**TASK BRIEF**:
Rescale the records from the start through the line containing "[0,531,725,820]", inclusive, and give only those lines. Keep each request line unchanged, and multiply every bounding-box coordinate in the answers by 1.75, rounding to whole numbers with halves rounded up.
══════
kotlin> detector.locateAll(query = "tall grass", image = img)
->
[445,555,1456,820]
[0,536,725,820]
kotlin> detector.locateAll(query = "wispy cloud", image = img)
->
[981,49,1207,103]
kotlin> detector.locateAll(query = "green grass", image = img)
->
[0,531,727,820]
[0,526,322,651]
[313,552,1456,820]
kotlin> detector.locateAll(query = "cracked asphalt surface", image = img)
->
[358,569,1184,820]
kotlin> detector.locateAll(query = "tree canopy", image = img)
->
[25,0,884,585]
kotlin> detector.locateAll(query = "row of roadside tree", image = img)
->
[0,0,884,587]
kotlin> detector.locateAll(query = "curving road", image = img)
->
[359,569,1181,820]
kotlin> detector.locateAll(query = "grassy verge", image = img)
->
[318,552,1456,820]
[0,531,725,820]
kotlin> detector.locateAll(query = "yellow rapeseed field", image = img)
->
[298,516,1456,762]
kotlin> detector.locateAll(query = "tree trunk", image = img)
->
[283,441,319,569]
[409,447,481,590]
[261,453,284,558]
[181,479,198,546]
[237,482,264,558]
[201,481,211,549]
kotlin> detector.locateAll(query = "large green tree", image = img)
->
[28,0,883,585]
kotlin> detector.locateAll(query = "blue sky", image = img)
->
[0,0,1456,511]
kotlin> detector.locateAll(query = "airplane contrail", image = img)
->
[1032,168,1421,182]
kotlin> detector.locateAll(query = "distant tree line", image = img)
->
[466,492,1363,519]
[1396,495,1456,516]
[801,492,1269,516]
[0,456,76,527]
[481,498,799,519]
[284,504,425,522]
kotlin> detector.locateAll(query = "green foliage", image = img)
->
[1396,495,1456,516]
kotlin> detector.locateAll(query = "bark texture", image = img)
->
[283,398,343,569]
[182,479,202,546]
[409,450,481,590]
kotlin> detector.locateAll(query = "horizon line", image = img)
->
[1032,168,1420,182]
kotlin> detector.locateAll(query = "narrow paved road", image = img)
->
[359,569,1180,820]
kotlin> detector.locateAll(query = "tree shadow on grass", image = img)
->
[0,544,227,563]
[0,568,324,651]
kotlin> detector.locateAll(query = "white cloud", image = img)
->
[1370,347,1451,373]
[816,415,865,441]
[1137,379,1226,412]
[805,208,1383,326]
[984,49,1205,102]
══════
**RESPONSE TO THE EXERCISE**:
kotlin> detector.locateAll(query = "tall grass", image = img)
->
[779,971,2548,1435]
[0,938,1269,1435]
kotlin> detector.locateAll(query = "wispy cloud", image = img)
->
[1717,86,2112,180]
kotlin> detector.locateAll(query = "green grass", image = img)
->
[0,929,1272,1435]
[0,921,564,1139]
[548,966,2548,1435]
kotlin> detector.locateAll(query = "cracked asphalt surface", image = img)
->
[627,996,2072,1435]
kotlin> detector.locateAll(query = "tree canopy", image = img)
->
[44,0,1547,1024]
kotlin> detector.locateAll(query = "row of roadside tree", image = img)
->
[0,0,1547,1027]
kotlin> detector.locateAll(query = "curving road", image = img)
->
[628,996,2067,1435]
kotlin> detector.locateAll(query = "grassy verge", image = img)
->
[557,966,2548,1435]
[0,929,1269,1435]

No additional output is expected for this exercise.